Sur la possibilité de vivre dans les ruines du capitalisme
L’effondrement arrive, a même possiblement déjà commencé. Plutôt que de nier le désastre, il est temps de préparer la suite en y consacrant tout ce qui nous reste de capacité à rêver.
La ville est plutôt splendide, comme ça, par un petit matin étincelant de la fin de l’été. On revient d’un tour de vélo dans les rues désertes, avec le soleil levant qui donnait aux triplex une couleur de melon juste à point, et le quartier nous a même semblé n’avoir jamais été aussi beau.
Il faut dire que le tsunami qu’il est convenu d’appeler embourgeoisement est passé par ici, au cours des dernières années. Et on dira ce qu’on voudra de ce phénomène, il ne laisse pas derrière lui que des loyers plus élevés et du meilleur café: il rend aussi la ville plus dynamique, plus douce, plus riche—et pas juste sur le plan économique. Affirmer le contraire, c’est adopter une posture peut-être belle d’un point de vue romanticoprolétaire, mais qui, dans les faits, tient plus de la mauvaise foi que d’une sociologie éclairée. Non, le Manhattan des années 1970, avec sa criminalité et ses problèmes sociaux, n’était pas préférable à celui des années 2010, tout comme l’actuel centre-ville de Détroit est beaucoup moins agréable à habiter que celui des années 1950.
☆ ☆ ☆ ☆
● Objectif de l'exercice:
Recopiez tel quel le passage du texte qui va de « Il faut dire » jusqu'à « des années 1950. ». Les lignes n'ont aucun rapport avec le texte.

● Données fournies:
☆ ☆ ☆ ☆
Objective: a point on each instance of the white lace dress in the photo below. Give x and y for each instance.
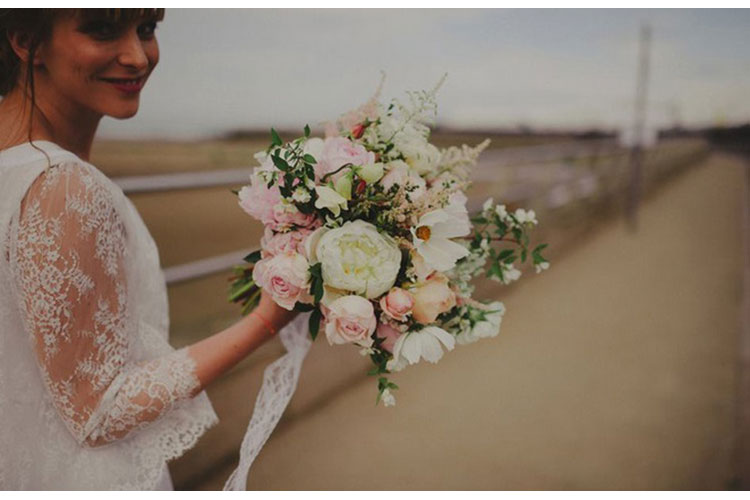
(92, 396)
☆ ☆ ☆ ☆
● En réponse:
Il faut dire que le tsunami qu’il est convenu d’appeler embourgeoisement est passé par ici, au cours des dernières années. Et on dira ce qu’on voudra de ce phénomène, il ne laisse pas derrière lui que des loyers plus élevés et du meilleur café: il rend aussi la ville plus dynamique, plus douce, plus riche—et pas juste sur le plan économique. Affirmer le contraire, c’est adopter une posture peut-être belle d’un point de vue romanticoprolétaire, mais qui, dans les faits, tient plus de la mauvaise foi que d’une sociologie éclairée. Non, le Manhattan des années 1970, avec sa criminalité et ses problèmes sociaux, n’était pas préférable à celui des années 2010, tout comme l’actuel centre-ville de Détroit est beaucoup moins agréable à habiter que celui des années 1950.